What is being asked: The word "jersey" marks the lines to find; copy every such line from the data below.
Segment Open
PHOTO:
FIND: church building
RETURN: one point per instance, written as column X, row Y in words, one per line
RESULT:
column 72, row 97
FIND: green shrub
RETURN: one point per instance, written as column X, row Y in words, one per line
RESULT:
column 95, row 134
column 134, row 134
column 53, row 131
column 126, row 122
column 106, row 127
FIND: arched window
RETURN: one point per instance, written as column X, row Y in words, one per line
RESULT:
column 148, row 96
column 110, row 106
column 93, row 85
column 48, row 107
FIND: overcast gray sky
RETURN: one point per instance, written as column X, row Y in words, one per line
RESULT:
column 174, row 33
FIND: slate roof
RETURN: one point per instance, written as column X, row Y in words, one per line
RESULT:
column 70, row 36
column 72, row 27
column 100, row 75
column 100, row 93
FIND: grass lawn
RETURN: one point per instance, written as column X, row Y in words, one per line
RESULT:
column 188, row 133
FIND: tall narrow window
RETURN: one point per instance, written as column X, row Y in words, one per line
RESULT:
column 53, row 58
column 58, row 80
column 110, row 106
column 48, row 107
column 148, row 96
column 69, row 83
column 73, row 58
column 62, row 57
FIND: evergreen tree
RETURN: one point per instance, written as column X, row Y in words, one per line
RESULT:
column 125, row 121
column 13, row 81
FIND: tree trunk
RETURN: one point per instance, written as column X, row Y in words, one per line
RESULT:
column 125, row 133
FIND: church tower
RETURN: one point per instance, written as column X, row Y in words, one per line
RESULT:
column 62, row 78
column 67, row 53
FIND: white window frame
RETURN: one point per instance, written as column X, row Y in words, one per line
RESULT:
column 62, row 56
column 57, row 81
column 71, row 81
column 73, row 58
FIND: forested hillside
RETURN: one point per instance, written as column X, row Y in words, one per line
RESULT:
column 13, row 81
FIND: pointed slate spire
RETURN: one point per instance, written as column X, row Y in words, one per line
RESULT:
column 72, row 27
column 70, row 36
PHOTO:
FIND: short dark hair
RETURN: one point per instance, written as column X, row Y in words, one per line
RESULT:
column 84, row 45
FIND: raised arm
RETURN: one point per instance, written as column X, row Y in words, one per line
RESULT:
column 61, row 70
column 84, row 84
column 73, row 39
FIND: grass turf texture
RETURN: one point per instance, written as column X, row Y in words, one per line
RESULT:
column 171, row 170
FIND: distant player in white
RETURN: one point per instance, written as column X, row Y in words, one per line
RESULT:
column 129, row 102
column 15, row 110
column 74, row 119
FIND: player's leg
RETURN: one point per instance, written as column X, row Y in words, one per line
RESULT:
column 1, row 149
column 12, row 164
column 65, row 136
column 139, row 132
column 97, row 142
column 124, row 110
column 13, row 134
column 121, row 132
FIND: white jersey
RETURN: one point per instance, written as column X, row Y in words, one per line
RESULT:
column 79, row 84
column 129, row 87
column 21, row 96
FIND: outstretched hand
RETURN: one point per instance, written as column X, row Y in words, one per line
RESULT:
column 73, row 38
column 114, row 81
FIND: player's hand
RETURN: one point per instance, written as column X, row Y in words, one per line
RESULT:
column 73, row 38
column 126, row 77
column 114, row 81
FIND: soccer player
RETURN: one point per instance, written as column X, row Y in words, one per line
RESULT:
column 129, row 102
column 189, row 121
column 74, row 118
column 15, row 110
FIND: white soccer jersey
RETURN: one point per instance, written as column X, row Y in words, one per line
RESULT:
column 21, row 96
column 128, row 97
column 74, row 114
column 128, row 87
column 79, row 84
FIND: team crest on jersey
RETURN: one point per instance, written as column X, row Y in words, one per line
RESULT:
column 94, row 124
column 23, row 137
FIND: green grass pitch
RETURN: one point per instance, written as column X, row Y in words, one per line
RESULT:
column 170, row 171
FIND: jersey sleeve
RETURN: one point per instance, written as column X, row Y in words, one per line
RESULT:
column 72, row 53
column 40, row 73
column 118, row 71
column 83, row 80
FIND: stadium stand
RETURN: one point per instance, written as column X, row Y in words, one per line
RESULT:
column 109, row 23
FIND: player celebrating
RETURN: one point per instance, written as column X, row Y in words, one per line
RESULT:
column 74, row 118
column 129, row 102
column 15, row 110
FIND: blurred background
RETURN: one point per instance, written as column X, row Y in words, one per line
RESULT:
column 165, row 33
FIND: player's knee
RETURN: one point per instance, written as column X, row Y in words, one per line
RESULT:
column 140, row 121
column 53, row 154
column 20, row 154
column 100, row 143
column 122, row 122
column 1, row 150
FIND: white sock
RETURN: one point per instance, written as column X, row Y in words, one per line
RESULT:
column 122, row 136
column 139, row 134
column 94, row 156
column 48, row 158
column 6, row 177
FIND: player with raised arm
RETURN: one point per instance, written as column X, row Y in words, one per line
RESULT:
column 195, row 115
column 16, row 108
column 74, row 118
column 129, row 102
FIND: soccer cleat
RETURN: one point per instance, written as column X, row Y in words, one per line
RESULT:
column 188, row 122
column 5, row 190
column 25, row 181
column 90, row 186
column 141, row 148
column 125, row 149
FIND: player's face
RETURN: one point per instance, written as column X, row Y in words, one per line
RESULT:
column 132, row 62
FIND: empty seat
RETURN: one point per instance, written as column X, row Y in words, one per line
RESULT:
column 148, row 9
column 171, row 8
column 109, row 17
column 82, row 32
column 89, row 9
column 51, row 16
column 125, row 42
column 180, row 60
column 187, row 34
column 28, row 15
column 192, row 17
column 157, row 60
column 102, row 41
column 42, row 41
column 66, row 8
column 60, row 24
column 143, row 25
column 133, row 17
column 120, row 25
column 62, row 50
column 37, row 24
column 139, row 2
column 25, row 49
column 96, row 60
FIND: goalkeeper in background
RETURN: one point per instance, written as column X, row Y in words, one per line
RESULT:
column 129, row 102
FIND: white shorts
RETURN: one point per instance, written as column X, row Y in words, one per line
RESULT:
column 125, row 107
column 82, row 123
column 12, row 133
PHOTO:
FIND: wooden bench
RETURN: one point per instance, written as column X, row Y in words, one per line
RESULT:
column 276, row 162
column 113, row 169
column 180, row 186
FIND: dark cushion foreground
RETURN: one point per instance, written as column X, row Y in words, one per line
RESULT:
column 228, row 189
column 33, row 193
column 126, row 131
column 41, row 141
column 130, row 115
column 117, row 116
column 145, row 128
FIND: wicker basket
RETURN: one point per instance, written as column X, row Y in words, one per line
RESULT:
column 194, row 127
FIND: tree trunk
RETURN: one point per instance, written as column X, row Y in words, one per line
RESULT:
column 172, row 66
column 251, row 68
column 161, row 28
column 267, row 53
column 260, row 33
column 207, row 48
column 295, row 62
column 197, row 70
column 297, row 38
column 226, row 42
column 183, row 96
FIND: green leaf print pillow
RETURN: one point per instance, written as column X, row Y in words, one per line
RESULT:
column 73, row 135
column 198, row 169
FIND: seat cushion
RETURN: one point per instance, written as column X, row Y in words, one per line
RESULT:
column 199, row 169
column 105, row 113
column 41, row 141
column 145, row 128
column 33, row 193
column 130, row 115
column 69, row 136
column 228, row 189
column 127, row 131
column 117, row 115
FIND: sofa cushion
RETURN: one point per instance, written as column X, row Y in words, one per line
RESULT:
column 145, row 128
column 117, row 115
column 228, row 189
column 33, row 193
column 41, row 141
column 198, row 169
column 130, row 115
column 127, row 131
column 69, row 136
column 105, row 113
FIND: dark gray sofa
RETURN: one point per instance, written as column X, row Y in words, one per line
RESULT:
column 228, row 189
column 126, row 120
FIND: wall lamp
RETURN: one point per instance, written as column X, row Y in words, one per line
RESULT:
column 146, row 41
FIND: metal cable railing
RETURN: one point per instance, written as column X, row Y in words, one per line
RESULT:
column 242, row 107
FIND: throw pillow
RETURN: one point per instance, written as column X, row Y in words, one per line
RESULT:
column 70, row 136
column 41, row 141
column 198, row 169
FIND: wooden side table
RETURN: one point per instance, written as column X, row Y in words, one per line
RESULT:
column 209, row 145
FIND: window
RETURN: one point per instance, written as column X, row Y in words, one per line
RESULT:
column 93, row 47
Segment Closed
Task answer:
FIND: white jersey
FIND: white soccer jersey
FIND: team crest on jersey
FIND: jersey sleeve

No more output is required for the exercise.